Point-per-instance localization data

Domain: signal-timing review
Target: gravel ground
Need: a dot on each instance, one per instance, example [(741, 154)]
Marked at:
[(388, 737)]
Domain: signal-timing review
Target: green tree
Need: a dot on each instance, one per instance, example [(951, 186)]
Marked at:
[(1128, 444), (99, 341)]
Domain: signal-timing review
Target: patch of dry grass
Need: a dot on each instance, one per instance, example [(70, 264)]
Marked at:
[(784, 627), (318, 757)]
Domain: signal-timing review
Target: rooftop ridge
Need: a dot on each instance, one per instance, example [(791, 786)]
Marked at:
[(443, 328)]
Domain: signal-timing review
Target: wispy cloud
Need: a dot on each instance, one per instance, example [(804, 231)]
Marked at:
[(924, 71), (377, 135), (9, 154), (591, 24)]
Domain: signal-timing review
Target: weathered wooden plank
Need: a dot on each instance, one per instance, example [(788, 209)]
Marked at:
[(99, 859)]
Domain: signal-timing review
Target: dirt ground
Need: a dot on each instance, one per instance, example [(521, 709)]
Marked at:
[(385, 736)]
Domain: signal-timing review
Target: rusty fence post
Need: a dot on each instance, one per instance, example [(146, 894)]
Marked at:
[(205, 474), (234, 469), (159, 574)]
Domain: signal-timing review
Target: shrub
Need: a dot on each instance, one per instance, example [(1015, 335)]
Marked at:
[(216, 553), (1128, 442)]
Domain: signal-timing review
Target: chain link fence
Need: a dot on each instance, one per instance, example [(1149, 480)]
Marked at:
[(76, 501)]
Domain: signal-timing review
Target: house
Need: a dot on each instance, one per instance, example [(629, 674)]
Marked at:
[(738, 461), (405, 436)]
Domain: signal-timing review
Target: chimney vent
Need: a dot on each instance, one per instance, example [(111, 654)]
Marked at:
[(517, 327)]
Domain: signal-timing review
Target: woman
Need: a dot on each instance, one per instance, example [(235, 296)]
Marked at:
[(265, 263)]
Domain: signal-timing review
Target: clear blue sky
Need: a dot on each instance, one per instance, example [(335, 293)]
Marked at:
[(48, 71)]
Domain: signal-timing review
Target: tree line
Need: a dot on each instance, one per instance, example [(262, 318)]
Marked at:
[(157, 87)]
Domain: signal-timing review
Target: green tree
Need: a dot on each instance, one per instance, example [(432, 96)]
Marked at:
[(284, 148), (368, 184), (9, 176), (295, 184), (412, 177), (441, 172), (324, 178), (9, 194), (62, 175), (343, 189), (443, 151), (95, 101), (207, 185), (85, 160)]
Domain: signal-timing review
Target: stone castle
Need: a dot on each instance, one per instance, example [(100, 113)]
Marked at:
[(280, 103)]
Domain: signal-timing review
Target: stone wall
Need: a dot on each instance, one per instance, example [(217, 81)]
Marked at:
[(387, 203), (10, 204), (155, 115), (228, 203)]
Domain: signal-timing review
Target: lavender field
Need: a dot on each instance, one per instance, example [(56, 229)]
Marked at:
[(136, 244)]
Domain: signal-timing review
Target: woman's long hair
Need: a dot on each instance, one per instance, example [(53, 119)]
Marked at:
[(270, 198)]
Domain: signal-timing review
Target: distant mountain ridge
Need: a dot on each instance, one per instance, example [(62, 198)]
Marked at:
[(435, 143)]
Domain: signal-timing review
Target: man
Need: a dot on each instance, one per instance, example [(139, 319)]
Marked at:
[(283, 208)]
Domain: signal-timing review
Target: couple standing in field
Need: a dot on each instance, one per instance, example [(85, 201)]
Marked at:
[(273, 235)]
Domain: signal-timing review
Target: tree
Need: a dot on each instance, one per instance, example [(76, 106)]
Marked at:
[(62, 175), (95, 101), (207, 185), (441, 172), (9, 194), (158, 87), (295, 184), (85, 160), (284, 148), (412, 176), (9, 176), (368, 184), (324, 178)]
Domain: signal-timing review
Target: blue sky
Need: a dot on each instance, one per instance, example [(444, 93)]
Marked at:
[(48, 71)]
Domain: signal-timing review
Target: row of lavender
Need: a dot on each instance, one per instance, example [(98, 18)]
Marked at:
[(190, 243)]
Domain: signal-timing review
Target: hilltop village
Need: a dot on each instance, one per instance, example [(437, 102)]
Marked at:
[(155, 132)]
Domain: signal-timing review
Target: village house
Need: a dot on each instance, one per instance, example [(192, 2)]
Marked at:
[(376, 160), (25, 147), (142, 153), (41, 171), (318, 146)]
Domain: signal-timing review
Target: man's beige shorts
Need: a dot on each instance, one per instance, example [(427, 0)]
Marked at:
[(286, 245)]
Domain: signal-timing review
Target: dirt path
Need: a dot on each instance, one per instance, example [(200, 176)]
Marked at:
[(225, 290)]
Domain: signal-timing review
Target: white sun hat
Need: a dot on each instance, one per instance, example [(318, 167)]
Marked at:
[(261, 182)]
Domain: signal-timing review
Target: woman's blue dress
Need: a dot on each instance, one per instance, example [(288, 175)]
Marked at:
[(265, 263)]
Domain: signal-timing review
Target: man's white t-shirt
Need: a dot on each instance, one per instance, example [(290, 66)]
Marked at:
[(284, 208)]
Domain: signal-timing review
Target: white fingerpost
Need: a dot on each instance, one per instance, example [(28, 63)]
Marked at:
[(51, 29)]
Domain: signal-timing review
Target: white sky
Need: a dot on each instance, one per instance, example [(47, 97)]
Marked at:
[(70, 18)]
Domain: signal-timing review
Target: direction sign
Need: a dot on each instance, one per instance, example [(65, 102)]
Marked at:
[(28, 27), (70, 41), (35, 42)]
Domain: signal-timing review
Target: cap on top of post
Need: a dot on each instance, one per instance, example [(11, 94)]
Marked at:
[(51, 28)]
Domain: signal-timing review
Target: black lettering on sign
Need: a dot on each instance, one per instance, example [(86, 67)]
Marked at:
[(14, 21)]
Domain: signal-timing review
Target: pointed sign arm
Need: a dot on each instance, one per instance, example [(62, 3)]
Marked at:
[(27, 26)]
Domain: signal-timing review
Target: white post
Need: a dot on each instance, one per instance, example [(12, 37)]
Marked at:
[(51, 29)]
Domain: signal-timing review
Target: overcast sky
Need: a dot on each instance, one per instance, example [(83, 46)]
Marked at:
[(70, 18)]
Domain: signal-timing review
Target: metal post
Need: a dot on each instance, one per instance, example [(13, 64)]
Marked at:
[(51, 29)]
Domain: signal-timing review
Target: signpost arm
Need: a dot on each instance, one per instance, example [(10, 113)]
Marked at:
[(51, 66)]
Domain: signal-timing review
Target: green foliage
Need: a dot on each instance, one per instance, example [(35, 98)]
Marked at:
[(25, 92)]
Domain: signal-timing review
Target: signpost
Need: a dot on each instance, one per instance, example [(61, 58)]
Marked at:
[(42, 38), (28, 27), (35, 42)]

...

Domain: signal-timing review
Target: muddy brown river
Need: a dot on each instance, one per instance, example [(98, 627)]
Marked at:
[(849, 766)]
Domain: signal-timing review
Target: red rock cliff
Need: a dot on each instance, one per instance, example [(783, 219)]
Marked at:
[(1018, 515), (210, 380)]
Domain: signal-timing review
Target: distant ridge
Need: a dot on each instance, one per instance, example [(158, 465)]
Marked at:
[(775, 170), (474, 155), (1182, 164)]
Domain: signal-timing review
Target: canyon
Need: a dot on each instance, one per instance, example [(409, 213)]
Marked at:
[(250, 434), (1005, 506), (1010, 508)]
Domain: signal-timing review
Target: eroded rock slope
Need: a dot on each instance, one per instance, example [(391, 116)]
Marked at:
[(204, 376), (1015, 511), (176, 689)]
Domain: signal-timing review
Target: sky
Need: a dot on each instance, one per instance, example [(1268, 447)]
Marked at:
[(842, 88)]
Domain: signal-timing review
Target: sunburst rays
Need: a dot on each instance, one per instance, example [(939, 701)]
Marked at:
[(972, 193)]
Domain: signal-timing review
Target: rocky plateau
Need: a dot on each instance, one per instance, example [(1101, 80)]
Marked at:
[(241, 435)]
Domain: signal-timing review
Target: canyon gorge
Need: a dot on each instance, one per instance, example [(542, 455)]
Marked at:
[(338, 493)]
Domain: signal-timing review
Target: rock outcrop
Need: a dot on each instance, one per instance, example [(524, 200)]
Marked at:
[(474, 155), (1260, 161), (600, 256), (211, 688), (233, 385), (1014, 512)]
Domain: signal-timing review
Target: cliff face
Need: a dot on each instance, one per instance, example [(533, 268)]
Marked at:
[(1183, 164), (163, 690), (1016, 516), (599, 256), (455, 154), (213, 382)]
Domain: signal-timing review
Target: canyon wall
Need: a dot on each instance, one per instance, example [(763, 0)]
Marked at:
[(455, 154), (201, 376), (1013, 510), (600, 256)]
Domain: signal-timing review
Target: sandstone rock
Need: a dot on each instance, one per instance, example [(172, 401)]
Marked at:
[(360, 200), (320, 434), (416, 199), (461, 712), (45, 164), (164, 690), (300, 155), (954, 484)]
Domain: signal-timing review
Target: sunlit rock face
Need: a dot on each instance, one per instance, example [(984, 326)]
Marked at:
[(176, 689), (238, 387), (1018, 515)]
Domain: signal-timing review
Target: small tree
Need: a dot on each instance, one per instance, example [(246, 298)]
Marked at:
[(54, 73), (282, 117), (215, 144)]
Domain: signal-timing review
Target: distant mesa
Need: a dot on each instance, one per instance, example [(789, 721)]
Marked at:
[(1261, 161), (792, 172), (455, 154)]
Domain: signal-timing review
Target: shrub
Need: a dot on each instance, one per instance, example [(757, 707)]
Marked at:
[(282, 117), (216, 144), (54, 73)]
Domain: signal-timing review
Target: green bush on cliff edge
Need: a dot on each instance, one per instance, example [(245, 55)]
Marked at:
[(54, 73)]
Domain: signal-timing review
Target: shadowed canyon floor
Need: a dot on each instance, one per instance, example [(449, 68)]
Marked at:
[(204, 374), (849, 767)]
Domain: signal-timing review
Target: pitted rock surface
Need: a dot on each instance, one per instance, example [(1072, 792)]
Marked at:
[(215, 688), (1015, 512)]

Directions
Match on "tree" and report each line of the data above that has it.

Output of the exercise
Target: green tree
Target: tree line
Target: green tree
Target: tree
Target: small tree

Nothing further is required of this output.